> INSTRUCTIONS FOR THE TASK:
Please transcribe the data below in full, word for word, without the images.

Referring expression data

*-*-*

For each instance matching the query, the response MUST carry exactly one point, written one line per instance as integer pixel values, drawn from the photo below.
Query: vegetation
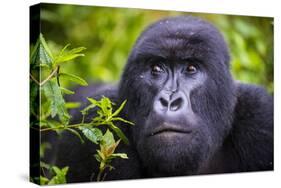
(109, 34)
(52, 115)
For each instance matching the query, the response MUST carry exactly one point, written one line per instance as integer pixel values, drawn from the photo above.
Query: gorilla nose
(169, 102)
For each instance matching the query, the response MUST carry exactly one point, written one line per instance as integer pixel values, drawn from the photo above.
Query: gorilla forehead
(182, 38)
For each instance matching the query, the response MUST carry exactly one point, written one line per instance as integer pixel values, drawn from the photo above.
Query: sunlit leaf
(93, 134)
(66, 91)
(54, 95)
(119, 109)
(73, 78)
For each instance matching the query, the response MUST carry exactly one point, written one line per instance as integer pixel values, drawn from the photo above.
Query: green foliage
(106, 153)
(58, 178)
(54, 114)
(105, 116)
(110, 38)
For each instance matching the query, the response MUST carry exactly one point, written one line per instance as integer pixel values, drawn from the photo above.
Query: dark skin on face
(190, 116)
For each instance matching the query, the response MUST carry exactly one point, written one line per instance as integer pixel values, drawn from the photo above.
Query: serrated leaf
(85, 110)
(73, 78)
(41, 54)
(119, 109)
(76, 133)
(108, 139)
(119, 133)
(59, 178)
(93, 134)
(98, 158)
(66, 91)
(123, 120)
(67, 55)
(110, 150)
(43, 180)
(54, 95)
(121, 155)
(93, 101)
(45, 46)
(71, 105)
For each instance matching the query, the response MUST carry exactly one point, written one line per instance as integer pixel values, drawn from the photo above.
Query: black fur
(229, 124)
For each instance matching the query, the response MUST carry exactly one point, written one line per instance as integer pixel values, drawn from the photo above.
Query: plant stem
(46, 80)
(99, 174)
(49, 77)
(62, 127)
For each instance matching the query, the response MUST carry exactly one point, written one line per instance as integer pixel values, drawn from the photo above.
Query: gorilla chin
(170, 149)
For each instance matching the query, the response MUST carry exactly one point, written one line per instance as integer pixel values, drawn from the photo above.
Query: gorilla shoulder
(253, 128)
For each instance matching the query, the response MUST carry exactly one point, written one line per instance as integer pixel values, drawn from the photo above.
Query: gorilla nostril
(176, 104)
(163, 102)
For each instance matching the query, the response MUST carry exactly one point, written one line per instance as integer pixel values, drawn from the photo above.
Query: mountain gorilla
(190, 116)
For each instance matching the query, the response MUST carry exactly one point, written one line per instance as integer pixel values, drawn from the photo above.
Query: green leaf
(106, 106)
(45, 46)
(85, 110)
(53, 94)
(67, 55)
(119, 133)
(93, 134)
(73, 78)
(98, 158)
(93, 101)
(71, 105)
(123, 120)
(121, 155)
(41, 54)
(59, 178)
(76, 133)
(108, 139)
(119, 109)
(43, 180)
(66, 91)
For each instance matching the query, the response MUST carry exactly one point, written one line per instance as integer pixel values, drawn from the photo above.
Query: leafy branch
(45, 77)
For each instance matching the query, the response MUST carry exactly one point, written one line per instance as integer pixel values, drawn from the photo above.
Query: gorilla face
(180, 95)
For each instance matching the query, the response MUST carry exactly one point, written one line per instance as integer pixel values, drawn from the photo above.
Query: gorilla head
(180, 95)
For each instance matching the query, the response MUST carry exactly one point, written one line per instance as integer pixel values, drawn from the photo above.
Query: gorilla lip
(169, 128)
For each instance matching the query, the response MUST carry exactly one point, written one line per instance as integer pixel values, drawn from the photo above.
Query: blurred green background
(109, 34)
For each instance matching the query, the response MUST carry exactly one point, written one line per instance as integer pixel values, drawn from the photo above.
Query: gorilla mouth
(169, 128)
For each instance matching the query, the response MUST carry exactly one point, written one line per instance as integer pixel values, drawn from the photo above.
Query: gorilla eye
(156, 69)
(191, 69)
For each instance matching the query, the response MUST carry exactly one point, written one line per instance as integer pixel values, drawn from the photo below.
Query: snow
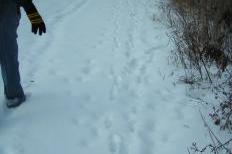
(100, 82)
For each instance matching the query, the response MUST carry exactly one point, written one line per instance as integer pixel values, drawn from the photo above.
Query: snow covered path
(100, 83)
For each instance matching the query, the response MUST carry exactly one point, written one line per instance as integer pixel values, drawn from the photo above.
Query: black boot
(15, 102)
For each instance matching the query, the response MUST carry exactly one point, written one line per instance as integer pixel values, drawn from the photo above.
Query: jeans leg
(9, 55)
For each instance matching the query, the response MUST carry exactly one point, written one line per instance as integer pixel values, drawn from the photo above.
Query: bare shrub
(202, 33)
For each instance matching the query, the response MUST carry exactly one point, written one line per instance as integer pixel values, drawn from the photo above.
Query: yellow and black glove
(37, 23)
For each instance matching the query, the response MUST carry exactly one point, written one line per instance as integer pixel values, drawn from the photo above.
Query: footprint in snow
(116, 144)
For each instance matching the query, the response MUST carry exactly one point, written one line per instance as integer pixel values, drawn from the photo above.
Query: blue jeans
(9, 19)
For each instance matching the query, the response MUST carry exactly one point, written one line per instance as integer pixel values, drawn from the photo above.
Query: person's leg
(9, 53)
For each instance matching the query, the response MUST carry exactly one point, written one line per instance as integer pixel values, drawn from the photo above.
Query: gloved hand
(36, 20)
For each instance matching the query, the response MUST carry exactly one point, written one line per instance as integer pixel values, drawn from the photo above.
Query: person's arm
(36, 20)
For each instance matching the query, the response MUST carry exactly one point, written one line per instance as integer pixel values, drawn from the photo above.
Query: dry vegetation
(202, 33)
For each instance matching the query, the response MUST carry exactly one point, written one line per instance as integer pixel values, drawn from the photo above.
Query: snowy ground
(101, 83)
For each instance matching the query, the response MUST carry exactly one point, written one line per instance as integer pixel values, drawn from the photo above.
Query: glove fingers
(44, 28)
(40, 31)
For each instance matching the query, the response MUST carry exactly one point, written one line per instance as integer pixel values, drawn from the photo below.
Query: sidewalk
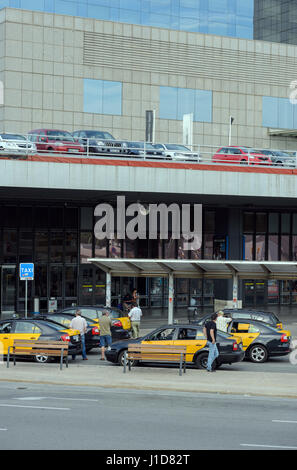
(154, 378)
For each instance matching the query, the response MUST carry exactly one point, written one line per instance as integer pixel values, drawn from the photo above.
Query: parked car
(33, 329)
(16, 143)
(56, 141)
(242, 155)
(142, 149)
(246, 314)
(260, 341)
(280, 158)
(178, 152)
(92, 336)
(121, 324)
(99, 142)
(230, 349)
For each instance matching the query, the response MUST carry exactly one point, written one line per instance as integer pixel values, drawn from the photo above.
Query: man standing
(105, 333)
(210, 332)
(135, 315)
(79, 323)
(222, 321)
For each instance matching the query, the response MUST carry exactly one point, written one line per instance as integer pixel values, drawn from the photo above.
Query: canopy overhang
(207, 269)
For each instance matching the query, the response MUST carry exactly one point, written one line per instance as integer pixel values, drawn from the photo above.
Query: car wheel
(121, 358)
(201, 360)
(258, 353)
(42, 358)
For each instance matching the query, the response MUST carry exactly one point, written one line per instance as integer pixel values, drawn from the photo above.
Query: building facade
(100, 65)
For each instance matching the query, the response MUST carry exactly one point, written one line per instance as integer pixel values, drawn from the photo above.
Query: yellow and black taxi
(33, 329)
(92, 336)
(238, 314)
(260, 340)
(192, 336)
(121, 325)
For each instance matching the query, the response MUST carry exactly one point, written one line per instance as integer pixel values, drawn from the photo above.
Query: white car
(178, 152)
(16, 143)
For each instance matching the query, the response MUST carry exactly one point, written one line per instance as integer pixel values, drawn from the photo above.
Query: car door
(193, 338)
(5, 336)
(246, 331)
(163, 336)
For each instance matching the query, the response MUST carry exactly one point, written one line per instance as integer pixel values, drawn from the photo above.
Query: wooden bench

*-*-*

> TASK SOLUTION:
For each instance matching the query, the response MUST carry exactly one point, written one line per instance as integer pixel values, drawn from the photo below.
Query: vegetation
(109, 34)
(52, 115)
For each instance matching the query, the response MUST carry exactly one point, written one line per instance as integer pixel values, drawn from the photo above.
Query: gorilla nose
(169, 102)
For each instance matching the query, the response MUST carry exactly one point, written one line per instance as integer pixel values, drawn from the photo above.
Query: gorilla forehead
(182, 38)
For each instance matching the query, the response MUST carry exactly one point, written one line per instance as integer pixel values, drawn from the photo above.
Query: sunlit leaf
(93, 134)
(66, 91)
(54, 95)
(119, 109)
(73, 78)
For each instance matching the query, the response MUST carry exactly one point, written one line per instance as integer pixel values, drawn from the photo above.
Query: green foliage
(106, 153)
(58, 178)
(54, 114)
(105, 116)
(110, 38)
For each instance matching the query, the response MUST carry exactly one point, written one line per instance as integer pixel values, drawn from the photo above.
Query: dark skin on face
(190, 116)
For each instance matching the query, the response MUST carry exactly one point, written one line per instance as integer pixel values, drawn from the photo above.
Query: serrated leaf
(85, 110)
(73, 78)
(41, 54)
(119, 109)
(76, 133)
(108, 139)
(119, 133)
(59, 178)
(93, 134)
(98, 158)
(66, 91)
(123, 120)
(67, 55)
(110, 150)
(43, 180)
(54, 95)
(121, 155)
(93, 101)
(45, 46)
(71, 105)
For each instance matching the query, the response MUST carry exactly one point, written one line per instance as integer pixel values, drawn from the photo above.
Query: black fur
(229, 124)
For each instance matching the query, the response MUST carry exactly one point, written one line per instance as integer pixel values, drawn from the photo above.
Query: plant stem
(46, 80)
(99, 174)
(49, 77)
(62, 127)
For each instance matching the query, the response MUST carry exactly one point, written one line per instance as integer pixel values, drawn from the photo above.
Query: gorilla chin
(170, 149)
For each instance matching the query, the response MUST carry exactly one point, written one line per instance as integer pixel values, drawn from the photo above.
Query: gorilla shoulder
(253, 128)
For each instance matching the query, the response MUST carry exactly one point, written one line per instance as integer pixel values, drawn from the photo above.
Query: gorilla nostril
(176, 104)
(163, 102)
For each instance matching the query, the response MUST carry exactly one point, written one line per instance as integer pixel values, drawn from the photo above.
Query: mountain gorilla
(190, 116)
For each instance matching the query, the response MUST carry exactly one point, written one line per instance as integer pixel values, drawn from the photo above.
Query: green leaf
(106, 106)
(45, 46)
(85, 110)
(53, 94)
(67, 55)
(119, 133)
(93, 134)
(73, 78)
(98, 158)
(93, 101)
(71, 105)
(123, 120)
(121, 155)
(41, 54)
(59, 178)
(76, 133)
(108, 139)
(119, 109)
(43, 180)
(66, 91)
For each instance matching the query, the response MUST carry exactly one point, written one line per instance as integer pixel values, drawn from the photo above.
Query: leafy branch
(45, 77)
For each instance matching the query, the response MUST carry exactly one point, written one line per instance as integer pixel values, drawn from the photo above.
Query: gorilla face
(180, 95)
For each instance matching the query, the response MUST carry exactly one point, written one line per instance as integer pixel values, drawn from the photo above.
Query: gorilla head
(180, 95)
For each instance matching the query, the response MUST carry exactly one point, written one line per instance as integer pixel values, drawn from the photo above.
Query: gorilla lip
(169, 128)
For each instance matching the query, the response MUST carry exactly one point, written one line per instance as integer pixel values, drawn from the photo above.
Query: blurred green background
(109, 34)
For each instance matching the query, the response MUST carry exactly one point, written one line per instance as integer pixel values, drawn from the photo above.
Query: gorilla mouth
(169, 128)
For each instance matching the query, the response MUST carry exactly one point, written one line per instance as integer pixel values, drawn from the photo above.
Query: gorilla eye
(156, 69)
(191, 69)
For each instance matching the query, the response MUST carry exactly one point, written one line per instance as integer pixel values, drawn from the photo below.
Query: snow
(100, 82)
For each instance matching the query, the response MUST carry exactly one point, written one line per instance as integer pixel values, drawn from the photo above.
Query: snow covered path
(100, 83)
For each instance matching the query, the response MUST carry exactly one point, written one line per instance as integer pixel values, drawn from the photo above.
Query: black boot
(15, 102)
For each instance matching the query, the response MUST carry exactly one point, written one line per instance as integer pixel values, drawn from the photo above.
Query: jeans leg
(9, 55)
For each instance matching the query, the response MUST carry exactly one point, written one line per instance as integer pixel values, drawn from the photo above.
Query: bare shrub
(202, 33)
For each instance matching the query, the response MUST carry exactly one point, written one line per instance as integer pixel values, drawn from the photo above.
Query: yellow and black glove
(37, 23)
For each instance matching the query, the response MUST carry exactly one point, written one line per instance as integer pixel values, drawn from the photo above.
Query: footprint in snow
(116, 144)
For each instance matching the query, the response MUST carry exactly one point, written one line per instance as integer pixel values, drawn from the photo above.
Query: blue jeans
(9, 19)
For each instance matching the query, the response MUST carry exactly one point, written one line per instance as integer pixel values, drawn from the photo above.
Query: person's leg
(9, 53)
For each instance matching the query, the response MUST carry exactly one point, written one line per instance as integer pixel values, drawn from the photo above.
Query: gloved hand
(36, 20)
For each instance matching the query, the response MUST carry exactly one point, written one line per instance as integer pixel values, drawn from the photo above.
Query: person's arm
(36, 20)
For each instance matching the query, the response MUST carry exactly one point, written one line per instance as integer pixel values, drawn from the photo above.
Query: dry vegetation
(202, 33)
For each instance matching the query, the response MUST carry exactly one point, written one line per instance as integer pixel values, drawn from the photo above.
Query: snowy ground
(101, 83)
For each instance matching the query, the response MUST carry exactly one point, written one line per instance as integer pixel values, drawn from the photo above.
Query: glove fingers
(44, 28)
(40, 31)
For each instance matching the query, the response MUST carry exactly one point, written one line per instance as integer pixel values, drawn from the photo below.
Query: sidewalk
(154, 378)
For each instance matching the query, the response MUST carry exactly one point, written one line per instance as integer pixel values, drawn from the photo above.
Query: parked car
(33, 329)
(16, 143)
(56, 141)
(242, 155)
(142, 149)
(246, 314)
(260, 341)
(280, 158)
(178, 152)
(92, 336)
(121, 324)
(99, 142)
(230, 349)
For each instance matching the query, the response MUST carry exactly one point, written one line per instance as integer pixel values, drawn from the photo above.
Query: man standing
(105, 333)
(210, 332)
(135, 315)
(79, 323)
(222, 321)
For each instance matching the query, the response MUST carry exactly one point, written one line per instance as integer pixel values, drawn from the photo above.
Query: canopy overhang
(207, 269)
For each instance matching the query, the response MUST carry exactly one point, written one line per instance as integer pixel values, drawn from the photo above.
Query: car wheel
(121, 358)
(201, 360)
(258, 353)
(42, 358)
For each instance matching the query, the response MUST carry exactly one point, written one line per instance as integer pixel values, drawn from the photo above.
Query: building facade
(100, 65)
For each instance matching the query, the response MUST carry exactly one point, written one line per instance as integer pixel values, drawn from the photo above.
Query: yellow and black taxi
(33, 329)
(92, 336)
(238, 314)
(260, 340)
(192, 336)
(121, 325)
For each instance matching the query, the response MUST carry exactly one point, written one line per instance as integer pixel values, drawn from the photo above.
Query: white car
(178, 152)
(16, 143)
For each instance matching the query, the response MUST carry exactly one point, written one line per instance as integer pixel values, drawn from the photo above.
Query: car door
(193, 338)
(5, 336)
(246, 331)
(163, 336)
For each instance matching the query, the response MUST carry exactly one point, written one line per instance as integer pixel values, drawn from the photo above.
Query: wooden bench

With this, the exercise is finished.